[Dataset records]
%%

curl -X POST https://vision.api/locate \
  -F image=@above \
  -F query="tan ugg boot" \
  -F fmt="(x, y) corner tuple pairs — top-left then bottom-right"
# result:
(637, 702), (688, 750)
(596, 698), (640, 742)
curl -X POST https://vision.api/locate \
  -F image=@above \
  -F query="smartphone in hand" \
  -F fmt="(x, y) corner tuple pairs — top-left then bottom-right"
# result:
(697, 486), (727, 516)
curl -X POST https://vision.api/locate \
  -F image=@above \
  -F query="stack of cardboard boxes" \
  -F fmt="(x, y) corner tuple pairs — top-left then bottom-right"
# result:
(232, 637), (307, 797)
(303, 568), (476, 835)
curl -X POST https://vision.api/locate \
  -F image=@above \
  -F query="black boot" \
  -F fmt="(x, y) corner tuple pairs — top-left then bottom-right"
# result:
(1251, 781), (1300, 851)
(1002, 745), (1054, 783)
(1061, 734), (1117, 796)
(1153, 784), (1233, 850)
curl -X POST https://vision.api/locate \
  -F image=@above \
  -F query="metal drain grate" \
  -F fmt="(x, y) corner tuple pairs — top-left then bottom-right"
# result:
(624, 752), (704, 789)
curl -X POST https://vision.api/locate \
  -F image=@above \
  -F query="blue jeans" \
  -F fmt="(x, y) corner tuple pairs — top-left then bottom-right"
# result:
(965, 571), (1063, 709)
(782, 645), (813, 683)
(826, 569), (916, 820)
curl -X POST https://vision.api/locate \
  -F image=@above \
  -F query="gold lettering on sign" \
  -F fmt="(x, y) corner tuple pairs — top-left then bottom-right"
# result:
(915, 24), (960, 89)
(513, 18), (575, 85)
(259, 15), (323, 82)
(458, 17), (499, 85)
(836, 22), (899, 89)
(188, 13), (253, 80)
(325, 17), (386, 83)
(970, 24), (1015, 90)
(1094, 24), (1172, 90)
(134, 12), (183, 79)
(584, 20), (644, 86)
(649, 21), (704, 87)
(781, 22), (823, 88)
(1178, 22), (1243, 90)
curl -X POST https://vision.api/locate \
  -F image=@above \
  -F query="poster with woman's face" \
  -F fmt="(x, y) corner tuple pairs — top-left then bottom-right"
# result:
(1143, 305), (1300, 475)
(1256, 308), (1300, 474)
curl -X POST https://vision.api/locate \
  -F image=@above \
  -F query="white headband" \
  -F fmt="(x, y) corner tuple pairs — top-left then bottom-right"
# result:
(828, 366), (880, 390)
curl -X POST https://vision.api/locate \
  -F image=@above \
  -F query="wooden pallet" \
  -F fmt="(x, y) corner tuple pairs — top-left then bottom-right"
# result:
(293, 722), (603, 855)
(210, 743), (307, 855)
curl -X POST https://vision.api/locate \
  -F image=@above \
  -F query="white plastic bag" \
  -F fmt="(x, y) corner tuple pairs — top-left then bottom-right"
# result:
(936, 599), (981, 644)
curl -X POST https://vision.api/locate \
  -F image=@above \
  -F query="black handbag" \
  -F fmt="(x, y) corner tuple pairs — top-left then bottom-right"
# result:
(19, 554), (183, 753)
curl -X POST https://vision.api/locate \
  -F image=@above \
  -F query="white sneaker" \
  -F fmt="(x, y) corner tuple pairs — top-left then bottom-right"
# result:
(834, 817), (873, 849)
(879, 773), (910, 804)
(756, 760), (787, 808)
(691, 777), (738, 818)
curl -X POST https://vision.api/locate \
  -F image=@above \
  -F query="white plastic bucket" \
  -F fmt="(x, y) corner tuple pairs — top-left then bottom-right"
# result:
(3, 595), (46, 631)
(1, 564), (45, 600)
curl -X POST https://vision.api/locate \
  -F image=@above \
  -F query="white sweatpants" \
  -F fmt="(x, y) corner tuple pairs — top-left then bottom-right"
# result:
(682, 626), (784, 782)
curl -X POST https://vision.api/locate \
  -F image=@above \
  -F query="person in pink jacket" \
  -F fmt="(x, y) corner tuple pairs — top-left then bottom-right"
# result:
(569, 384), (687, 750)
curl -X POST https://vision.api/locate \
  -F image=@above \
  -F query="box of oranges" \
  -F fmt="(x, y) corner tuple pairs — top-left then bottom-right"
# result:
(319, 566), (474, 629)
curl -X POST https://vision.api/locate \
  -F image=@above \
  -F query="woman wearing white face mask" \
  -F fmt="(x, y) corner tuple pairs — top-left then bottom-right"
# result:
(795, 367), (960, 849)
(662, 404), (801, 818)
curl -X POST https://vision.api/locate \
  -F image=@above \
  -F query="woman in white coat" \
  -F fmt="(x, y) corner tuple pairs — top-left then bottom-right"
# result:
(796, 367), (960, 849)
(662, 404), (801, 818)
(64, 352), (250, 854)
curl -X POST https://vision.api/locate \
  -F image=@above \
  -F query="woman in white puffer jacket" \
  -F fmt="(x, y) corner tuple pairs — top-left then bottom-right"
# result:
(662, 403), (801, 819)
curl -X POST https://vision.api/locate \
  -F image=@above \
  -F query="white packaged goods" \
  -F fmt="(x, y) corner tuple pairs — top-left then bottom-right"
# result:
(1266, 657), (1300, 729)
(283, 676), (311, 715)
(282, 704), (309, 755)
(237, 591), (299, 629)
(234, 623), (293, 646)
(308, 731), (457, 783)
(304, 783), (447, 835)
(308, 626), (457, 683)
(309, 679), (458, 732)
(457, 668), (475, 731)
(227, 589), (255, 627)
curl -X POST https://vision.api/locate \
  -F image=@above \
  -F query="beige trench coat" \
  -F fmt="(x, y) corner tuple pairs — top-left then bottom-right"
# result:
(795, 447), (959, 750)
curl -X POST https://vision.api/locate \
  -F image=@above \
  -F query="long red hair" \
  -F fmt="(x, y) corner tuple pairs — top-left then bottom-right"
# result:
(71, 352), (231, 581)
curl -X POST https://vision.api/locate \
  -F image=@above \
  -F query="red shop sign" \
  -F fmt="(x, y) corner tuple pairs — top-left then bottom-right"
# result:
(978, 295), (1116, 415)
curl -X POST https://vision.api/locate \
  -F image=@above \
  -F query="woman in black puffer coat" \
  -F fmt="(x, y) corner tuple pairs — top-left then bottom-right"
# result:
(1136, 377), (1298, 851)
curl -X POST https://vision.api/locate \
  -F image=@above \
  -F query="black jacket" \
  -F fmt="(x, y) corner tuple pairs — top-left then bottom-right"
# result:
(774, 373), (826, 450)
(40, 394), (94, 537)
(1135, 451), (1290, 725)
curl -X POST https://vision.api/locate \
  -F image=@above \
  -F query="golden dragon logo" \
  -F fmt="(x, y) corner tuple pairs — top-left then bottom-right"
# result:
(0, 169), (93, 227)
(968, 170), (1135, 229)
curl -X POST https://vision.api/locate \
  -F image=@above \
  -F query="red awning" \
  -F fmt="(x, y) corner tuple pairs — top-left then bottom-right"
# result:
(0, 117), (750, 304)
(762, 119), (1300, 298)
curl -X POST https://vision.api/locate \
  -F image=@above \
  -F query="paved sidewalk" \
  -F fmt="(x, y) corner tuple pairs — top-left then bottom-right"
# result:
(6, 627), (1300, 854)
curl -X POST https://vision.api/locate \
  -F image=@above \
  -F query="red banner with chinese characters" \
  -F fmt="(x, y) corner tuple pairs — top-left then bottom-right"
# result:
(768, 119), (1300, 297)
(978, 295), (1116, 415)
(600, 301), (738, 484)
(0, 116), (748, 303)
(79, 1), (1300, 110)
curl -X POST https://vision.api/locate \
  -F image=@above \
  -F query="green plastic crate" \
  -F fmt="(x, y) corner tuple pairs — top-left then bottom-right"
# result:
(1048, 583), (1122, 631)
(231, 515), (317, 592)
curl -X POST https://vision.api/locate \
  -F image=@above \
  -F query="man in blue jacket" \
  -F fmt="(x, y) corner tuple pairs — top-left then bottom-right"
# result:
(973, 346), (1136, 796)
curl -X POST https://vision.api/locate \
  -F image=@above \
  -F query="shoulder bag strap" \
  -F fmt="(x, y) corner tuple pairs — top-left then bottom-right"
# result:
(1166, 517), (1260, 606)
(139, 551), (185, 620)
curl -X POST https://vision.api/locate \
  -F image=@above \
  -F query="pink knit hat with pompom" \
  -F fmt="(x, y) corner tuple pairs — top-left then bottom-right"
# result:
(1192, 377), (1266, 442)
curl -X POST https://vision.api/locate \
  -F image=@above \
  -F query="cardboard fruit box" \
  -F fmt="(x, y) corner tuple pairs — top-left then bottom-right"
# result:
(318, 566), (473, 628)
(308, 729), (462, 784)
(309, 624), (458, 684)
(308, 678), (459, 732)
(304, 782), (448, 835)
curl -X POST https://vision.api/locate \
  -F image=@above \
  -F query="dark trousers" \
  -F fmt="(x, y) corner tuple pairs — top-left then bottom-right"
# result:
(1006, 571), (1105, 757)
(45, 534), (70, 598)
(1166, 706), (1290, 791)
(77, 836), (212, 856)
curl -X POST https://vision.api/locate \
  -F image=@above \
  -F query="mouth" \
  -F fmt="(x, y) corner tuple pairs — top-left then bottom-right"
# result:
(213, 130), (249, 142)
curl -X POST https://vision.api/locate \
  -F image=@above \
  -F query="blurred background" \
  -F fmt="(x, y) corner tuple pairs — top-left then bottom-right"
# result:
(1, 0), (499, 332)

%%

HOW TO COMPLETE THIS TASK: Copy each line in the data that holds the word "cardboard".

RESULT FOR THIS TASK:
  -F query="stack of cardboard boxes" \
  -F query="cardboard fruit box" \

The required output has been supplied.